● **GOAL**
Gather every line in the entries below that contains the word "metal", matching case exactly.

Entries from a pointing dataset
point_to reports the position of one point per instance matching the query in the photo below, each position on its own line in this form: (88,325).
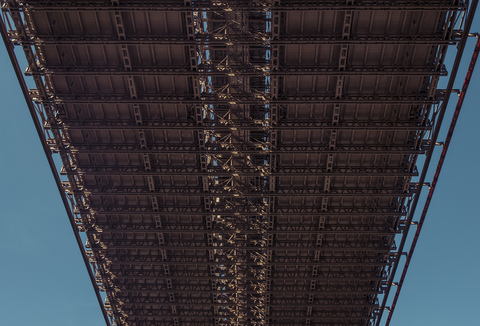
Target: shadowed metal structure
(239,162)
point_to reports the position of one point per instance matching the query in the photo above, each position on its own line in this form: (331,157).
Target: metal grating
(239,162)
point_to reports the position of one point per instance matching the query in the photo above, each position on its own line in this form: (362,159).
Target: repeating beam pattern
(238,162)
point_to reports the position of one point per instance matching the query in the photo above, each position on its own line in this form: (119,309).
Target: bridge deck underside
(236,167)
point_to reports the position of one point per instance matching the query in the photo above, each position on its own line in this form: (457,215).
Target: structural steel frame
(255,183)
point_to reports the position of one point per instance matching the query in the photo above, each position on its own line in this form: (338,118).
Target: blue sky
(43,280)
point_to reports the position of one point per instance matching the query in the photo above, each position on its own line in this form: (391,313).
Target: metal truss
(239,234)
(100,148)
(247,39)
(246,70)
(116,170)
(256,6)
(250,125)
(245,98)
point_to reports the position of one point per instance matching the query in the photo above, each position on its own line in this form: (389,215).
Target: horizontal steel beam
(275,278)
(234,125)
(115,171)
(234,194)
(243,70)
(248,6)
(118,229)
(243,211)
(348,319)
(236,98)
(232,304)
(239,245)
(221,40)
(208,292)
(224,264)
(235,149)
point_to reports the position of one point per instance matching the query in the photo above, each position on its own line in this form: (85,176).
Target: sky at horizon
(43,280)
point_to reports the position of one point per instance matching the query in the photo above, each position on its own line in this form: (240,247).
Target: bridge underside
(238,162)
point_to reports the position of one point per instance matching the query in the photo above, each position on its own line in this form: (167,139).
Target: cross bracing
(239,162)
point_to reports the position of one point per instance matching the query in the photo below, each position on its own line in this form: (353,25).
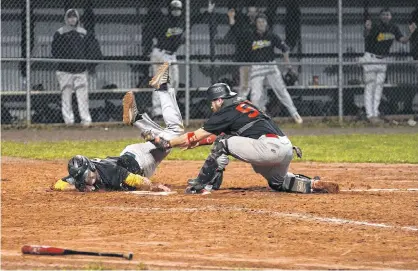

● **COMPLETED EXERCISE**
Target: shadowed metal structure
Target: metal grating
Target: metal truss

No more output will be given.